**WORK REQUIRED**. The pictures do not belong in the copy. Restate all of the records word for word.

**WORKING DATA**.
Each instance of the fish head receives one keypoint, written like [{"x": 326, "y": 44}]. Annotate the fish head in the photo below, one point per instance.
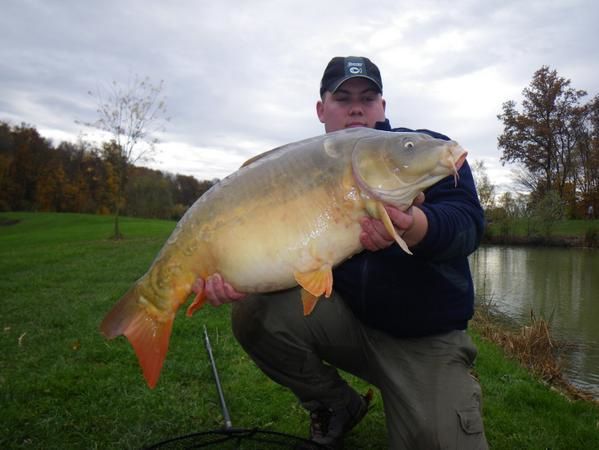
[{"x": 394, "y": 167}]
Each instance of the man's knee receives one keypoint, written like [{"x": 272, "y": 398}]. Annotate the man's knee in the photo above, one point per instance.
[
  {"x": 265, "y": 316},
  {"x": 247, "y": 319}
]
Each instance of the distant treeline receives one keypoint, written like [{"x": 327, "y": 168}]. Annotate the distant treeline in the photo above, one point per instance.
[{"x": 35, "y": 175}]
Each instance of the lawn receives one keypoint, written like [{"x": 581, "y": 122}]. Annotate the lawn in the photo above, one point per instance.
[{"x": 62, "y": 385}]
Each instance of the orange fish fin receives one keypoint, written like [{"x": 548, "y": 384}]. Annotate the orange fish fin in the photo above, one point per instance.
[
  {"x": 148, "y": 333},
  {"x": 197, "y": 303},
  {"x": 309, "y": 301},
  {"x": 384, "y": 217},
  {"x": 317, "y": 282}
]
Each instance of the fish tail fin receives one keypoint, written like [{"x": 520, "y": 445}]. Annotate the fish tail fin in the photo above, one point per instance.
[{"x": 147, "y": 333}]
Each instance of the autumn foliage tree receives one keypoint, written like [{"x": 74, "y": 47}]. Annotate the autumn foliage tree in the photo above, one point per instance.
[
  {"x": 548, "y": 137},
  {"x": 79, "y": 177}
]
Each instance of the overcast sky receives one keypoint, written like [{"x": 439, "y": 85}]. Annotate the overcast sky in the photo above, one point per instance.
[{"x": 241, "y": 77}]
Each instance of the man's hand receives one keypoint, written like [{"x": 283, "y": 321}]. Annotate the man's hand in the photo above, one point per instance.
[
  {"x": 218, "y": 291},
  {"x": 410, "y": 224}
]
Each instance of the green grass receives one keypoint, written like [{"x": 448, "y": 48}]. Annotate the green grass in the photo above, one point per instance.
[
  {"x": 561, "y": 228},
  {"x": 62, "y": 385}
]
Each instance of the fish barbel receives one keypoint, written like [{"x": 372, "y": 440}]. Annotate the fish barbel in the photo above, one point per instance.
[{"x": 287, "y": 217}]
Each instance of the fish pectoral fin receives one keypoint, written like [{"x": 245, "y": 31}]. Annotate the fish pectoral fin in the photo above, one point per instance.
[
  {"x": 315, "y": 284},
  {"x": 197, "y": 303},
  {"x": 147, "y": 331},
  {"x": 384, "y": 217},
  {"x": 309, "y": 302}
]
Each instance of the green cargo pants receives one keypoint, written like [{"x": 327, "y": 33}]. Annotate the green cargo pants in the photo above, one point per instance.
[{"x": 431, "y": 401}]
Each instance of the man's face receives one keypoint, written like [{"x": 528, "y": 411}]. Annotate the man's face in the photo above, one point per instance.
[{"x": 356, "y": 103}]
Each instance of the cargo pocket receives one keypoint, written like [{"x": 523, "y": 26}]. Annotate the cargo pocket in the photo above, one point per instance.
[{"x": 471, "y": 429}]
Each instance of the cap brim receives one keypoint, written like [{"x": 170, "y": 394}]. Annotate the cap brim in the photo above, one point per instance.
[{"x": 343, "y": 80}]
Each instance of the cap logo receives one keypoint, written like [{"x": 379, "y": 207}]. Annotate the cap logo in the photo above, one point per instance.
[{"x": 355, "y": 68}]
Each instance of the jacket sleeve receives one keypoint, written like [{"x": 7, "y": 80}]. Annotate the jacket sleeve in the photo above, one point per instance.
[{"x": 455, "y": 218}]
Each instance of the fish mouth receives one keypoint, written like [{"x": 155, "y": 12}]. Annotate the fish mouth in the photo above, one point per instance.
[{"x": 403, "y": 194}]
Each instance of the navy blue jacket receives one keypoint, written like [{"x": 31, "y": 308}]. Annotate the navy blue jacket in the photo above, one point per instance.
[{"x": 430, "y": 292}]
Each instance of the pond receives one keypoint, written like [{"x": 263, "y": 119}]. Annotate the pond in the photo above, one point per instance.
[{"x": 560, "y": 285}]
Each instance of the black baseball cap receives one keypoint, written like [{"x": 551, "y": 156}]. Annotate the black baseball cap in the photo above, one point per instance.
[{"x": 341, "y": 69}]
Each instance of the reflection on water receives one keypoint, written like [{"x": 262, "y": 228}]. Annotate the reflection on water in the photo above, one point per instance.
[{"x": 559, "y": 285}]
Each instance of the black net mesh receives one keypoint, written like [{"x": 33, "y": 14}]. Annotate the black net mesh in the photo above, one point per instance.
[{"x": 237, "y": 438}]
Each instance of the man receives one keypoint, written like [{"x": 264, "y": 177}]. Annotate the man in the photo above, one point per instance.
[{"x": 395, "y": 320}]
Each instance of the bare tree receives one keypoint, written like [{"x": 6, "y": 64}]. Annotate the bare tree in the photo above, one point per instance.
[{"x": 133, "y": 115}]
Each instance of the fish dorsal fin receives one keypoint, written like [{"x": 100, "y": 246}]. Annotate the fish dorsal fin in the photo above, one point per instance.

**ANSWER TO THIS EXERCISE**.
Each instance of the fish head receives one keypoint, written like [{"x": 326, "y": 44}]. Annotate the fish head in the photo below, one point per instance.
[{"x": 394, "y": 167}]
Each instance of the man's knee receives one keypoint, written like [{"x": 272, "y": 398}]. Annotate the man's knee in the photo above, one point per instance.
[
  {"x": 265, "y": 316},
  {"x": 247, "y": 319}
]
Each instance of the distant treeline receives one keypoint, written like [{"x": 327, "y": 168}]. Annotate the distant treeline in the photo above, one point per instance.
[{"x": 35, "y": 175}]
Each instance of the lawn receives one keypoint, written like [{"x": 581, "y": 122}]. Annotate the lawn in the photo above, one point per instance.
[{"x": 62, "y": 385}]
Each instance of the orange fish fin receives one keypoint, written like [{"x": 548, "y": 384}]. Annotate the orange fish fin in the photo above, one point per instance.
[
  {"x": 148, "y": 333},
  {"x": 197, "y": 303},
  {"x": 309, "y": 301},
  {"x": 384, "y": 217},
  {"x": 317, "y": 282}
]
Each instance of the fish tail fin receives one keypoint, written like [{"x": 520, "y": 445}]. Annotate the fish tail fin in the photo above, one point per instance.
[{"x": 147, "y": 333}]
Each instance of the autumn foliage tree receives one keypoint, written like [{"x": 74, "y": 47}]. Annotate the autumn foliage tree in the photo above, one point per instance.
[
  {"x": 548, "y": 137},
  {"x": 79, "y": 177}
]
Each instance of the overcast sky receives one keypoint, written like [{"x": 439, "y": 85}]. Annotate the overcast sky in the photo above, one point per instance.
[{"x": 241, "y": 77}]
Each instance of the man's hand receives one keypoint, written like [{"x": 283, "y": 321}]. Annotate the man's hand in the photo above, one point per instance.
[
  {"x": 218, "y": 291},
  {"x": 410, "y": 224}
]
Each instance of the green grass receives one keypoint, written like [{"x": 448, "y": 48}]. Annotate the green grass in the photo above, one point per instance.
[
  {"x": 561, "y": 228},
  {"x": 62, "y": 385}
]
Each instance of the fish barbel receives one keypoint, written like [{"x": 372, "y": 440}]. Annotate the fish barbel in the photo above, one point per instance.
[{"x": 287, "y": 217}]
Each instance of the fish pectoral fin receives one keypoint, written like [{"x": 245, "y": 31}]. Annotate the fish pectoral fin in the photo above, one point per instance.
[
  {"x": 315, "y": 284},
  {"x": 197, "y": 303},
  {"x": 147, "y": 331},
  {"x": 384, "y": 217},
  {"x": 309, "y": 302}
]
Each instance of the green cargo pants receives one keypoint, written like [{"x": 327, "y": 33}]. Annotate the green cargo pants in the photo above, one point per instance.
[{"x": 431, "y": 401}]
Each instance of the man's face receives one keypoint, written like [{"x": 528, "y": 411}]. Annotate the man's face in the photo above, one point per instance.
[{"x": 356, "y": 103}]
Each instance of the cargo pocket receives one keypoint, written like [{"x": 523, "y": 26}]. Annotate the cargo pocket in the photo above, one point per instance.
[{"x": 471, "y": 429}]
Each instance of the cap brim receives one keypoint, written like [{"x": 170, "y": 394}]. Annotate the cap brim in the photo above, one point per instance.
[{"x": 343, "y": 80}]
Each instance of the cap logo receives one keypoint, written like [{"x": 379, "y": 207}]. Annotate the cap logo in the photo above, one point per instance.
[{"x": 355, "y": 68}]
Each instance of the jacket sleeve receives one keypoint, written like [{"x": 7, "y": 80}]. Annotate the jacket sleeve in the photo above, one point per instance.
[{"x": 455, "y": 218}]
Each instance of the fish mouth receives one keypoint, written like [{"x": 155, "y": 12}]. Annotate the fish mouth in the photo above, one point per instance.
[{"x": 403, "y": 194}]
Each instance of the navy blue jacket receives one keypoint, written like [{"x": 31, "y": 308}]. Annotate the navy blue jacket in the photo above, one point per instance.
[{"x": 430, "y": 292}]
Each instance of the pond receives one keypoint, written like [{"x": 263, "y": 119}]. Annotate the pond in the photo above, one point per instance.
[{"x": 560, "y": 285}]
Each instance of the black baseball cap receives one keypoint, written like [{"x": 551, "y": 156}]. Annotate the black baseball cap in the photo above, one point per instance.
[{"x": 341, "y": 69}]
Each instance of the reflection on water receives one keypoint, written like [{"x": 262, "y": 228}]. Annotate the reflection on water in the photo above, one point per instance.
[{"x": 559, "y": 285}]
Each instance of the black net mesh receives one keypoint, written like [{"x": 33, "y": 14}]. Annotate the black net mesh in the photo above, one point per instance.
[{"x": 237, "y": 438}]
Each instance of the man receives one keypoint, written like [{"x": 264, "y": 177}]. Annotate the man in the photo above, one point per instance.
[{"x": 395, "y": 320}]
Each instance of the bare tree receives one keypoint, written like [{"x": 6, "y": 64}]. Annotate the bare tree in the photo above, one point per instance.
[{"x": 133, "y": 115}]
Each instance of the fish dorsal fin receives one keypoint, written like [{"x": 100, "y": 246}]. Annotate the fish dorsal fin in the photo above, one point per instance.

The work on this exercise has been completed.